DATA PROVIDED
=======
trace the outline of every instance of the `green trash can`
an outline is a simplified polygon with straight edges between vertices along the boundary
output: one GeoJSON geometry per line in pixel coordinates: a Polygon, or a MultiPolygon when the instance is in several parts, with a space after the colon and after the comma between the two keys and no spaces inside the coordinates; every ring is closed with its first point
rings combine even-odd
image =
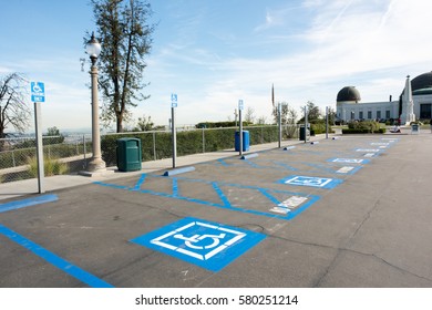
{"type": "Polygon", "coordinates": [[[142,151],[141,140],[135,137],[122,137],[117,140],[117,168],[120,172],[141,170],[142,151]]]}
=======
PROMPT
Render the records above as a two-column CSV with the header columns input_text and output_text, one row per record, each value enclosed in double quotes and any line breaks replaced with spaces. Omit the pictures.

RESULT FOR THIS EXERCISE
input_text,output_text
"trace the outline of every instance of the `green trash can` an outline is a simplified polygon with straight edges between vertices along the boundary output: one GeoJSON geometry per line in pixel coordinates: a Polygon, or a MultiPolygon when the instance is in several parts, with a space after the colon and after the comma between the two keys and no spaces inside the coordinates; every ring is closed with its first point rings combine even-odd image =","{""type"": ""Polygon"", ""coordinates"": [[[142,151],[141,140],[135,137],[122,137],[117,140],[117,168],[120,172],[141,170],[142,151]]]}"